» What is required
The line containing "positive clicks: (103, 21)" and all lines following it in the listing below are to be reproduced exactly, with no other lines.

(Beginning of Material provided)

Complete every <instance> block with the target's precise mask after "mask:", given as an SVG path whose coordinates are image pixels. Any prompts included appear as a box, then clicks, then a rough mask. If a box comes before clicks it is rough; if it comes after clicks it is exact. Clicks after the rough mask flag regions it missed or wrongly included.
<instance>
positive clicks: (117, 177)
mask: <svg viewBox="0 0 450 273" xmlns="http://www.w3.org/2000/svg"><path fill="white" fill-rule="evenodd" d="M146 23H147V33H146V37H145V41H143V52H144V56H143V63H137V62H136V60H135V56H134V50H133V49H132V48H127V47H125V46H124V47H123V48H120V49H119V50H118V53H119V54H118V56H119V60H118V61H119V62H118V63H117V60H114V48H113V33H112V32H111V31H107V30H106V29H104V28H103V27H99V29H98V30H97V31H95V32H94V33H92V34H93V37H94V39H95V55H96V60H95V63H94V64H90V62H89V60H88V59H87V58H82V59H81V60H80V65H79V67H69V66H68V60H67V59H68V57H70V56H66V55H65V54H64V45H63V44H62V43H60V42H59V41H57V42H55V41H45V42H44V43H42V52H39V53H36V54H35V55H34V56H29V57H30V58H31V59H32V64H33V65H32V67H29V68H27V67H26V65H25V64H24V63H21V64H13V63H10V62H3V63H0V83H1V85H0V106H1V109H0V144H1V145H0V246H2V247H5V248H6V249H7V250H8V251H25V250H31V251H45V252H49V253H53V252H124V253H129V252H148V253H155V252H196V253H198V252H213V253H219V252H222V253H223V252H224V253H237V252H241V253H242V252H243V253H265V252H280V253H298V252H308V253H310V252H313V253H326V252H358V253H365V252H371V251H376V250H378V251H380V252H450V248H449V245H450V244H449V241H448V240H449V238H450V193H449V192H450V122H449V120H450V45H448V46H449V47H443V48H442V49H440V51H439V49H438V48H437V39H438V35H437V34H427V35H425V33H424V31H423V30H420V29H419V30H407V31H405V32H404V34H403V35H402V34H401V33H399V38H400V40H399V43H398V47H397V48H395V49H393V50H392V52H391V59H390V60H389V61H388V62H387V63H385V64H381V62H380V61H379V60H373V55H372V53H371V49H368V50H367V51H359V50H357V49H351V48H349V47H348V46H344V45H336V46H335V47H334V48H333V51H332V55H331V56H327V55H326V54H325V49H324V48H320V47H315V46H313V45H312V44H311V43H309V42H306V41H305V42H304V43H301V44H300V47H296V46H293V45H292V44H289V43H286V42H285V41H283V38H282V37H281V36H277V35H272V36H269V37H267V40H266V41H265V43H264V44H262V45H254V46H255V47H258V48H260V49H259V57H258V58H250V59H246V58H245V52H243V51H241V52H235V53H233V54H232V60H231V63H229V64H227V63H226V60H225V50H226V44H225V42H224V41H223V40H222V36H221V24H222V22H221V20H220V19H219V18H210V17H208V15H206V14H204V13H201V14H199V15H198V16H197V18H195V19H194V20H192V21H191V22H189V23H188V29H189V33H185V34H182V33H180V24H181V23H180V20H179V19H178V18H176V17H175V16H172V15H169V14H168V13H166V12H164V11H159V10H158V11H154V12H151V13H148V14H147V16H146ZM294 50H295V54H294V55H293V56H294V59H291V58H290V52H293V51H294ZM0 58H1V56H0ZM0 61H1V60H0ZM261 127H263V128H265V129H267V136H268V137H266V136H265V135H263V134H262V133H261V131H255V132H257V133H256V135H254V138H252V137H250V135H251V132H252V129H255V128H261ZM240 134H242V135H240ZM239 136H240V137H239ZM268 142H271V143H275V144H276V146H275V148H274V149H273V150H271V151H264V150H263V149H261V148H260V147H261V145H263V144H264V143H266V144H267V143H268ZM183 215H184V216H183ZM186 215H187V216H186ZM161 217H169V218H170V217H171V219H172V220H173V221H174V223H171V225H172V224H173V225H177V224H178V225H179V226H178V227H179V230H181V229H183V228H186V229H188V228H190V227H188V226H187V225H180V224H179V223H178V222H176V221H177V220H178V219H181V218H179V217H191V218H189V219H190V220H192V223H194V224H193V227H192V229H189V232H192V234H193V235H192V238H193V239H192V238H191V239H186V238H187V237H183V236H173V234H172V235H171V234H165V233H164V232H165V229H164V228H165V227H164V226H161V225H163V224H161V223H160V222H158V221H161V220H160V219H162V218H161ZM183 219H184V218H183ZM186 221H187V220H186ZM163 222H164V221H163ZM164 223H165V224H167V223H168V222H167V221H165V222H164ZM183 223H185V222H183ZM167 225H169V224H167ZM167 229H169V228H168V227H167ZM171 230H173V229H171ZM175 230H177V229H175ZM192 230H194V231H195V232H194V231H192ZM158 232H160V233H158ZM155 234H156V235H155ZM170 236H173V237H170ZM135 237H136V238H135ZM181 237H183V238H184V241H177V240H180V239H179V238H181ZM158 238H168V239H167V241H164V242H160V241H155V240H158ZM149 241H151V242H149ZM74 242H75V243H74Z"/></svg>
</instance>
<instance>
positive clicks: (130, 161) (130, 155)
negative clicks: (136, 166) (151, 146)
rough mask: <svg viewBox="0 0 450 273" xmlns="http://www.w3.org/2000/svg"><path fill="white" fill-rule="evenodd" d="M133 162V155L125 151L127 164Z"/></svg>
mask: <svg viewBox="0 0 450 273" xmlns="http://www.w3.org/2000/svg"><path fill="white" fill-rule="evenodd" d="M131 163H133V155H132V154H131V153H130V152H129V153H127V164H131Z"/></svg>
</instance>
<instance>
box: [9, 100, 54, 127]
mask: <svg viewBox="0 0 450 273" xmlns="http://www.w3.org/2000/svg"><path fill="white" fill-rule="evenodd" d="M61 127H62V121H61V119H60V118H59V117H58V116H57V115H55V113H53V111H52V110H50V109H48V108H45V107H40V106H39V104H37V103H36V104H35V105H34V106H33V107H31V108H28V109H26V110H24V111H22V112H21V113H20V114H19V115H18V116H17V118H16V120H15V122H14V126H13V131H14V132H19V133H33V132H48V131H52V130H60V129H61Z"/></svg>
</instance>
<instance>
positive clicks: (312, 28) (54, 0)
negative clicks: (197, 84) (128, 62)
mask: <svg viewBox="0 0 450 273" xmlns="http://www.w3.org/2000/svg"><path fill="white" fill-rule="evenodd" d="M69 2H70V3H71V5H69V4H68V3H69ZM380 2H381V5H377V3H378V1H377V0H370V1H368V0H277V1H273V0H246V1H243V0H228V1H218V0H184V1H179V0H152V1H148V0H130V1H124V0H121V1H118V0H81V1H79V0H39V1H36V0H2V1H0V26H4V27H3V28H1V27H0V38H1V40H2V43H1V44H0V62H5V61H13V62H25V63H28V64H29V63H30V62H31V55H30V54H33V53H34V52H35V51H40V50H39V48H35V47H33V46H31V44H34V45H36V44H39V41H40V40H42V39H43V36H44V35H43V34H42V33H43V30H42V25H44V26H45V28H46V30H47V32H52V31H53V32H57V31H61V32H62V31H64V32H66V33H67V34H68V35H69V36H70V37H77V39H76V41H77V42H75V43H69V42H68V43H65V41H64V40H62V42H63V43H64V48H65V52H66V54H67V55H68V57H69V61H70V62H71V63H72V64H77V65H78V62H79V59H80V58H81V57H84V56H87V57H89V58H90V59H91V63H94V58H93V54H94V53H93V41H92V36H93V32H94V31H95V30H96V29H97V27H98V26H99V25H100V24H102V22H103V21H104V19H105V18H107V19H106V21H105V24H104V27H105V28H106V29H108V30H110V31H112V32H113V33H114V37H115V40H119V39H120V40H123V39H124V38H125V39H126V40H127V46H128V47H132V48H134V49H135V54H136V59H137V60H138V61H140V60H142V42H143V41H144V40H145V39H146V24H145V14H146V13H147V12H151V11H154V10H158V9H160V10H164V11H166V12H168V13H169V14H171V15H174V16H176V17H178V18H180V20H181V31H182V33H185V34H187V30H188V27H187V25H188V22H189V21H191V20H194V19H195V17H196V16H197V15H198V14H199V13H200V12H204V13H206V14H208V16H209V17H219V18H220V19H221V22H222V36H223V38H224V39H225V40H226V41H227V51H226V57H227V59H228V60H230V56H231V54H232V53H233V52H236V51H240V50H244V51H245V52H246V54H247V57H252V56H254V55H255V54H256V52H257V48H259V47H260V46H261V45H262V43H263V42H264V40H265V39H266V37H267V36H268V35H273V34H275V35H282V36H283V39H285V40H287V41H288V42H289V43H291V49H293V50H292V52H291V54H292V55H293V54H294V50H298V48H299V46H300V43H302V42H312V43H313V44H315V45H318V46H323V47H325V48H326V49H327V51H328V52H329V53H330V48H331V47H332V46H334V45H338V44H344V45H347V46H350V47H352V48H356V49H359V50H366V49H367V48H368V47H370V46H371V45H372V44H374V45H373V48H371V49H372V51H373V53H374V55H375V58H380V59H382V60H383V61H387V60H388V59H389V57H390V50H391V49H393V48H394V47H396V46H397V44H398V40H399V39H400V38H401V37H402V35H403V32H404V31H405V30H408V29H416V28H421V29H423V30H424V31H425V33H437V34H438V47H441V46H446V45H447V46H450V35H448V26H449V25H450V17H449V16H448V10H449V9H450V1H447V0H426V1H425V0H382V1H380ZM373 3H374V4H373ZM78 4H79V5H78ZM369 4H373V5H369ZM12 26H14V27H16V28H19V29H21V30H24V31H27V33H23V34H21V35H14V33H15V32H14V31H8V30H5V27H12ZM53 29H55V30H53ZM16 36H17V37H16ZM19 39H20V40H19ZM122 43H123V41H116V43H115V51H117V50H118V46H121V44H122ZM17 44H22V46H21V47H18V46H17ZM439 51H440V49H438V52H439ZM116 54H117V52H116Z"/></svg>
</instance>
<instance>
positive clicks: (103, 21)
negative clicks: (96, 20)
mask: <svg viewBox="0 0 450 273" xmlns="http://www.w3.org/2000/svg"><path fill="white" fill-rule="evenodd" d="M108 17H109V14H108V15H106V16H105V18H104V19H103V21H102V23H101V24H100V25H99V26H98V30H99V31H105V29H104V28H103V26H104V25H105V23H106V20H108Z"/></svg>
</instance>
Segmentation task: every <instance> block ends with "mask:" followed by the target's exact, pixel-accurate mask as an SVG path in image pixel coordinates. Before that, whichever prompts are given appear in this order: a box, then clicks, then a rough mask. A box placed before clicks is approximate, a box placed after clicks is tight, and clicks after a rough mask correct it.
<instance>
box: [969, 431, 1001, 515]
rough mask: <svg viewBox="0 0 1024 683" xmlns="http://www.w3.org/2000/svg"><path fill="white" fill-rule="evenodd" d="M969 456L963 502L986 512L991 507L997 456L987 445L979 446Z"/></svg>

(End of Material provided)

» Response to this task
positive clicks: (103, 21)
negative clicks: (96, 20)
mask: <svg viewBox="0 0 450 273" xmlns="http://www.w3.org/2000/svg"><path fill="white" fill-rule="evenodd" d="M108 17H109V14H108V15H106V16H105V18H104V19H103V21H102V23H101V24H100V25H99V26H98V30H99V31H105V29H104V28H103V26H104V25H105V23H106V20H108Z"/></svg>
</instance>
Segmentation task: every <instance> block ends with "mask:" followed by the target's exact, pixel-accurate mask as an SVG path in image pixel coordinates. Before that, whichever prompts are given appear in this order: a box, then clicks, then a rough mask. A box placed before clicks is approximate, a box placed after clicks is tight, and clicks after a rough mask correct it.
<instance>
box: [969, 431, 1001, 515]
rough mask: <svg viewBox="0 0 1024 683" xmlns="http://www.w3.org/2000/svg"><path fill="white" fill-rule="evenodd" d="M969 456L963 502L986 512L991 507L997 456L987 445L979 446Z"/></svg>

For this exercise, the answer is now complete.